### [Passage provided]
<<<<

Bush’s speech on Iraq policy at 8:30 pm Sunday night struck me as weak compared to past addresses of his on the War on Terror. He seemed to me distracted and nervous, no doubt aware that after the UN and Najaf bombings, and with the steady drumbeat of US casualties, things are not going well.
The biggest logical failure of the speech was its attempt to situate the Iraq War in the War on Terror. Although eccentric billionnaire reactionaries like Rupert Murdoch and Richard Mellon Scaife have managed to bamboozle 69% of Americans into believing that Saddam had something to do with September 11, he did not. And any informed person knows he did not. High al-Qaeda officials have told the US that Bin Laden ordered them to have nothing to do with the infidel, Saddam. Now Bush seems to be saying that because the US knocked the Baath out of power and made Iraq a magnet for al-Qaeda wannabes, the US military has to stay in that country for 7 years to fight a terrorism that did not exist last February. ????
He went over the successes in the War on Terror. But what he didn’t say is that most of the al-Qaeda operatives in custody were actually captured by the Pakistanis. He claimed to have uncovered al-Qaeda sleeper cells in the US, but so far such cases haven’t held up very well. The only major successful operation was launched from Hamburg, and 99.9999 % of US Muslims couldn’t care less about Usama Bin Laden and the crackpots around him. The little proven al-Qaeda activity in the US certainly does not warrant Ashcroft’s attempt to gut the Bill of Rights.
“ In Iraq, we are helping the long-suffering people of that country to build a decent and democratic society at the centre of the Middle East .”

>>>>

### [Task to complete]
List every individual person named in the commentary on Bush's Iraq speech.

Dataset entries
<<<<

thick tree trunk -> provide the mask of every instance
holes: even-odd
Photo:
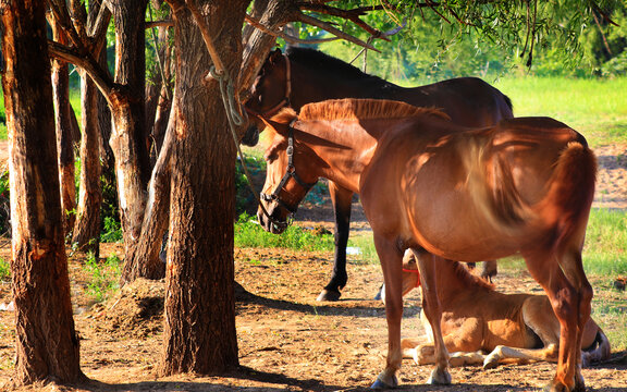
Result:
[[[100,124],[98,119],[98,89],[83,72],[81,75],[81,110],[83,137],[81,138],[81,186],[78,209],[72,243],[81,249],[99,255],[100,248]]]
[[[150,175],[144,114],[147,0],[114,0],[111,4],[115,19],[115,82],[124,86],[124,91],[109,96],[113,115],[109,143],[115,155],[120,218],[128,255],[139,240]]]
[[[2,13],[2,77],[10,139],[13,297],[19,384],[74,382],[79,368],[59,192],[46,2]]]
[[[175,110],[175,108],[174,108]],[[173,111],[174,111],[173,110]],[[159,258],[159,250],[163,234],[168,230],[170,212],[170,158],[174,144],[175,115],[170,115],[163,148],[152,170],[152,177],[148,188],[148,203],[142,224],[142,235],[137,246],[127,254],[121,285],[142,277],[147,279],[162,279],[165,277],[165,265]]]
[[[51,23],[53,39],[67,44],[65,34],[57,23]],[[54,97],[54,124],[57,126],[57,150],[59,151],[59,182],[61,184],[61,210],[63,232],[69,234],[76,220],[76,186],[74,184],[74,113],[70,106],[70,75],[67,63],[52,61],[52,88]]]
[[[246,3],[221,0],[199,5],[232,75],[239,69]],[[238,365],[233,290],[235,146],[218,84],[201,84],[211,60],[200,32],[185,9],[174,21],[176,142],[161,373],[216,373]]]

>>>>
<<<<

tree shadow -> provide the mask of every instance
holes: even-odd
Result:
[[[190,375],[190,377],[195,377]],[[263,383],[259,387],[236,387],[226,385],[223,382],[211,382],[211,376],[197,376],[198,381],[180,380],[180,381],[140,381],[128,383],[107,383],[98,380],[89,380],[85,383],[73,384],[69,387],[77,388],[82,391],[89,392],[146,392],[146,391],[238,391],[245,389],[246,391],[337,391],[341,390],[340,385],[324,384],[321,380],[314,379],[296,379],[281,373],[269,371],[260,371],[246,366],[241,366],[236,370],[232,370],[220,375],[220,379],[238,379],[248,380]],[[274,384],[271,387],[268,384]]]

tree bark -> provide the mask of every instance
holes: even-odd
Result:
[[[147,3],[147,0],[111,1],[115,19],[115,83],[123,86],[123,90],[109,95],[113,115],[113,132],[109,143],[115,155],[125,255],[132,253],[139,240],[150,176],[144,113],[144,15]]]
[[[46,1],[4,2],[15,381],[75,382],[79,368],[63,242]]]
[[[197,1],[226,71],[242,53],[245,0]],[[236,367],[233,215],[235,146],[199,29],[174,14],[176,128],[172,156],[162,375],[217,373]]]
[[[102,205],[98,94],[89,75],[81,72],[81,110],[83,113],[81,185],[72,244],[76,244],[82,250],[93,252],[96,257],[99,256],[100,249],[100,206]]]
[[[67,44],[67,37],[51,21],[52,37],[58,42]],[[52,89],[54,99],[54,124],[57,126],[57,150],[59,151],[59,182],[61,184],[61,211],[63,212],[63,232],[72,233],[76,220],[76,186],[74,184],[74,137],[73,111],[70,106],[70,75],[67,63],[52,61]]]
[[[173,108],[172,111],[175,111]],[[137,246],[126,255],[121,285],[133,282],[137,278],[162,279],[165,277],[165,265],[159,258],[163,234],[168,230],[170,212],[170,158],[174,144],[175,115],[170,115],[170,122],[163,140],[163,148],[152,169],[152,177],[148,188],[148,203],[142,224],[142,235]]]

>>>>

### [Answer box]
- Bush
- Rupert Murdoch
- Richard Mellon Scaife
- Saddam
- Usama Bin Laden
- Ashcroft